**Quoted passage**
——————————

As the women’s pregnant bellies grow, their ambitions and aspirations are expected to shrink. The foetus is of prime importance, the life of the mother a mere afterthought. When Terry expresses a reluctance to go through with her pregnancy, coven members Minnie (Dianne Wiest) and Roman Castevet (Kevin McNally) offer to raise the child as their own, sidestepping that this would still necessitate her having to carry it to term first. To them, she’s an incubator and not a person, her concerns about how the pregnancy will affect her career summarily dismissed. “This is a role that you were born to play,” says Minnie of her impending motherhood, mirroring modern rightwing rhetoric. A similar sentiment colours Cecilia’s interactions with the clergy. “No working,” says one nun. “Remember, your only job is baby.” When Cecilia is nearly drowned by another nun, the priests’ most pressing concern is the health of the foetus. The sight of her, still soaked on the examination table, barely registers.
Each of these films also contain harrowing, graphic scenes not only of childbirth, but the side effects of pregnancy. There are violent bouts of morning sickness in Apartment 7A and Immaculate, in which Cecilia also vomits out her teeth. The First Omen rapidly cuts between beads of sweat on a woman’s neck, her dilated pupils and feral screams. In one scene, a scrawny grey hand emerges from the birth canal; in another, hands reach into a gaping C-section incision. The Alien films have always contained allegories for rape – the aliens with their phallic appendages forcibly penetrate and violate human bodies – and in Romulus, crew member Navarro (Aileen Wu) is impregnated by a Facehugger. “Don’t let me die,” are her last words before the Chestburster tears her open amid a spray of blood, its emergence from the wound shot like a baby’s head crowning. Contrasting this against pregnancy that is wanted, Romulus still renders childbirth horrifying. Kay (Isabela Merced) gives birth screaming, with blood gushing from between her legs and her friend Rain (Cailee Spaeny) having to rip her umbilical cord apart with her bare hands. The child, a human-Xenomorph hybrid, doesn’t kill her outright, but drains the life from her, a visual that puts a horror movie spin on the pains and frustrations of breastfeeding.
These are not the only films this year to feature gnarly birth sequences – while The Substance’s is back-breaking (literally!), Beetlejuice Beetlejuice depicts a toddler bursting out of a rapidly expanding stomach, followed by a gush of amniotic fluid. And in Nightbitch, which recently premiered at the Toronto international film festival, the pressures of parenting lead one woman (Amy Adams) to believe she’s transforming into a dog. For film-makers this year, the stresses of pregnancy and motherhood continue to be fertile cinematic ground.

——————————

**Your tasks**
1. According to the passage on pregnancy horror, what does Cecilia vomit out in Immaculate?
2. The passage on pregnancy horror says that Minnie and Roman Castevet's offer to raise Terry's child sidesteps something. Explain what it sidesteps, using the reason the passage gives.
3. Reproduce the portion of the passage on pregnancy horror that begins at the words "These are not" and ends after the words "fertile cinematic ground.".

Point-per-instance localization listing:
——————————

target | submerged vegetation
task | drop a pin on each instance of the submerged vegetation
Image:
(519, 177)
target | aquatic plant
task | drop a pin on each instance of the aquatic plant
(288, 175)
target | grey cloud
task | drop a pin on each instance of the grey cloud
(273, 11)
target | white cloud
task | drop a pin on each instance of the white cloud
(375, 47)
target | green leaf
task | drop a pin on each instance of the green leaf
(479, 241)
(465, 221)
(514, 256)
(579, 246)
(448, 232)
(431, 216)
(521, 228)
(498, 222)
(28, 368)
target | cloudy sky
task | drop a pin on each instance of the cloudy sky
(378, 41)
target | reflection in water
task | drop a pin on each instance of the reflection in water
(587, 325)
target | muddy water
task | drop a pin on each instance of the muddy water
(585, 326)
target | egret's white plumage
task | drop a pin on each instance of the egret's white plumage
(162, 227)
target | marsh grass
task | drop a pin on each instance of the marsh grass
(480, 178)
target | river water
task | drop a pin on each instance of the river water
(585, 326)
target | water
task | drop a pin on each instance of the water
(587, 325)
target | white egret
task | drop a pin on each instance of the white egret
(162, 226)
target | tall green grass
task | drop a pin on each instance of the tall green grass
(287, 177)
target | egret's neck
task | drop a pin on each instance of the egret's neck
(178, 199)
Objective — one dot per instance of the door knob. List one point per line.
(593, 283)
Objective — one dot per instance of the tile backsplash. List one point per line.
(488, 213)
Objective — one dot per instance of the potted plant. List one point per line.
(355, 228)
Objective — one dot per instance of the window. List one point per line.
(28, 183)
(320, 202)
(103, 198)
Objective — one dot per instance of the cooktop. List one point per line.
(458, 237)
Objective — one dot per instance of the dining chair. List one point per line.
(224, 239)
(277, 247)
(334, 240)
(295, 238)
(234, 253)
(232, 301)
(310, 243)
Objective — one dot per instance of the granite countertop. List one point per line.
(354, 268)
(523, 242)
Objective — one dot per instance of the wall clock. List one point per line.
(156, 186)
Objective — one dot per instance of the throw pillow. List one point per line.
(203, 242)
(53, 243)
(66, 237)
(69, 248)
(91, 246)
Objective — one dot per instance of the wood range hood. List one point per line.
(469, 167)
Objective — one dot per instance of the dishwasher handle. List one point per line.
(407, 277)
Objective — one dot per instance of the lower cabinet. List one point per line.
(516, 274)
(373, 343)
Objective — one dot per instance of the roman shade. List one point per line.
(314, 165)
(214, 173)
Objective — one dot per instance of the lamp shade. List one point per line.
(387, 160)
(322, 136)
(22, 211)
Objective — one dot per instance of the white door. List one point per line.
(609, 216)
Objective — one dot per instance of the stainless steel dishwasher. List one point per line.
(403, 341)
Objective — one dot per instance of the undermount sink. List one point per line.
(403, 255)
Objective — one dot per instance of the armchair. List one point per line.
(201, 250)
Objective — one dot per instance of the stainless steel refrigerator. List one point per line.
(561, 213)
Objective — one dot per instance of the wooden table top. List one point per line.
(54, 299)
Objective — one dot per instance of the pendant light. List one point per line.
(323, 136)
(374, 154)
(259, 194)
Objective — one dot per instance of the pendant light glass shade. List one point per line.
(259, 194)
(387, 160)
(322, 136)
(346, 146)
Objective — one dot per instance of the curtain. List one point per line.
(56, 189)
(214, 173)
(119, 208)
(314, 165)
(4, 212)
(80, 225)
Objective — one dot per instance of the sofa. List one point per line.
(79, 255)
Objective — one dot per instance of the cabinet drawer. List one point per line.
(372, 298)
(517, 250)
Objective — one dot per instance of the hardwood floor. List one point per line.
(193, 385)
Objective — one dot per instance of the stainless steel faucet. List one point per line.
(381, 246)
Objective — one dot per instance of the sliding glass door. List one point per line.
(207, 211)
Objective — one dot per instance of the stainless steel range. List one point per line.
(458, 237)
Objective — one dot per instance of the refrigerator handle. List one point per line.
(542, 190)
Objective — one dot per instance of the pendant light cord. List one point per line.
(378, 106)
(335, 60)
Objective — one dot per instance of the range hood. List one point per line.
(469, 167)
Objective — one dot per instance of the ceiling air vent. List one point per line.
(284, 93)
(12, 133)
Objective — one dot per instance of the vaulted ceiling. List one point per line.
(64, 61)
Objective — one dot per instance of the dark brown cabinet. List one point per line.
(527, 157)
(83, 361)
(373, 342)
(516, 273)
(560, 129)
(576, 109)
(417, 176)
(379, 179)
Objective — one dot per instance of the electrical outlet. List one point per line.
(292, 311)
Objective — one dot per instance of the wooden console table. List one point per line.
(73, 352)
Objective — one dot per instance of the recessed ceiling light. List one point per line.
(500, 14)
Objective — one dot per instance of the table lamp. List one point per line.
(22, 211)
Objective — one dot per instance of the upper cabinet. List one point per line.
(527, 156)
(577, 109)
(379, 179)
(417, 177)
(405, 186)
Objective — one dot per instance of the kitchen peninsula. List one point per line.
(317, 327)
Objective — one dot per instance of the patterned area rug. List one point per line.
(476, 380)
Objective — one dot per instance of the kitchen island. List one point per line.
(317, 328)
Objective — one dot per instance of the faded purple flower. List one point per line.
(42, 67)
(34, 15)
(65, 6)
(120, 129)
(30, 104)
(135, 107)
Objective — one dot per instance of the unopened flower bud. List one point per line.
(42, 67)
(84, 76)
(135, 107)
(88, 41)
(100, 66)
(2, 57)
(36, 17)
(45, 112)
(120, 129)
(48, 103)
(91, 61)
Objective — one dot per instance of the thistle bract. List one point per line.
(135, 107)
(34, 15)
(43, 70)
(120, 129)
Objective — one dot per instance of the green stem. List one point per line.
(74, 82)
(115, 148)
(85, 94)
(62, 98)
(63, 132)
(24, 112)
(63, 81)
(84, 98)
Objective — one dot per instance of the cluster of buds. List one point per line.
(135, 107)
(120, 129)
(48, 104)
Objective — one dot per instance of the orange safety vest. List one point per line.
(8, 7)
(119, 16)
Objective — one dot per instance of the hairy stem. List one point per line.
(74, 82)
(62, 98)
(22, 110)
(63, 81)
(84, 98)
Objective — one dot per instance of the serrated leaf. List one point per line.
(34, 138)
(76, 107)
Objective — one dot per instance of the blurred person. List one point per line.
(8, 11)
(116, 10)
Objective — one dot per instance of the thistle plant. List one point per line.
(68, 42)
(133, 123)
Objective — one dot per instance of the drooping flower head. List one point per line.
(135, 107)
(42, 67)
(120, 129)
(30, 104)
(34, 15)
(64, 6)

——————————

**Answers provided**
1. She vomits out her teeth.

2. Their offer ignores that Terry would still have to carry the child to term before they could raise it. Adopting the baby afterward would not relieve her of the pregnancy she is reluctant to go through with.

3.
These are not the only films this year to feature gnarly birth sequences – while The Substance’s is back-breaking (literally!), Beetlejuice Beetlejuice depicts a toddler bursting out of a rapidly expanding stomach, followed by a gush of amniotic fluid. And in Nightbitch, which recently premiered at the Toronto international film festival, the pressures of parenting lead one woman (Amy Adams) to believe she’s transforming into a dog. For film-makers this year, the stresses of pregnancy and motherhood continue to be fertile cinematic ground.